### [Problem]
Retrieve all lines below that have the string "sofa".

Records from a collection
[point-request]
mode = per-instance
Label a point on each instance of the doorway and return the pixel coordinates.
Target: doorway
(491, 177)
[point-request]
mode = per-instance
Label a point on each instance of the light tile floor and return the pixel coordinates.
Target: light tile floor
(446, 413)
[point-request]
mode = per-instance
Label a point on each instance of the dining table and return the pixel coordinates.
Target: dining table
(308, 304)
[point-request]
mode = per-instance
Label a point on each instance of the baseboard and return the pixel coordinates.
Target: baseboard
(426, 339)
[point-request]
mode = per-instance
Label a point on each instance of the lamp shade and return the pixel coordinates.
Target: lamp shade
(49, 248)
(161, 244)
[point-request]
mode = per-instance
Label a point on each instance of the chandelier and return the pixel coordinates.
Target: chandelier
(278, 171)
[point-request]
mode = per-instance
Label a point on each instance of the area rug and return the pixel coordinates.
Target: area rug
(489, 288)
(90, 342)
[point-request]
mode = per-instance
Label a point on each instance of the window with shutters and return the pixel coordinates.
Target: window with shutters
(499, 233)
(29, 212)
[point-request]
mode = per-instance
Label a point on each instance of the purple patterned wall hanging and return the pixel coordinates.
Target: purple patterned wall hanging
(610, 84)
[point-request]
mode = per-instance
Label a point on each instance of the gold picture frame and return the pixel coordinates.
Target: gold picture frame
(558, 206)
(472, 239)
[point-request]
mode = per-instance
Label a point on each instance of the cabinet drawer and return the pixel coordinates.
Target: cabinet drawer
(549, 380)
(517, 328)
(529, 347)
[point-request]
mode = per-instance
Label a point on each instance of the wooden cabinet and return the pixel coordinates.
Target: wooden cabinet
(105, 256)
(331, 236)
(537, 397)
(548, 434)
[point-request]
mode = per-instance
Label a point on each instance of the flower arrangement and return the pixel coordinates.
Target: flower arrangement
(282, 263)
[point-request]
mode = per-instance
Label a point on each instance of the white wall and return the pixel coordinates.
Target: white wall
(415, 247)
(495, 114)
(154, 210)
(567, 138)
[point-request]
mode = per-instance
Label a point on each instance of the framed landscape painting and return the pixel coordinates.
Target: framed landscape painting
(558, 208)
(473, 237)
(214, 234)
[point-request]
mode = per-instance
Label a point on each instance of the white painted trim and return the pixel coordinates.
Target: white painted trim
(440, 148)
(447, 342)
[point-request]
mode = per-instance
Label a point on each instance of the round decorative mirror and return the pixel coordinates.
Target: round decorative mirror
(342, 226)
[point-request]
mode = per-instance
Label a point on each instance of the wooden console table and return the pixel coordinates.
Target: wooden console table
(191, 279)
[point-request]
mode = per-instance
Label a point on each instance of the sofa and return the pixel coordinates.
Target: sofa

### [Written response]
Label a point on each instance of the sofa and return the pixel coordinates.
Target: sofa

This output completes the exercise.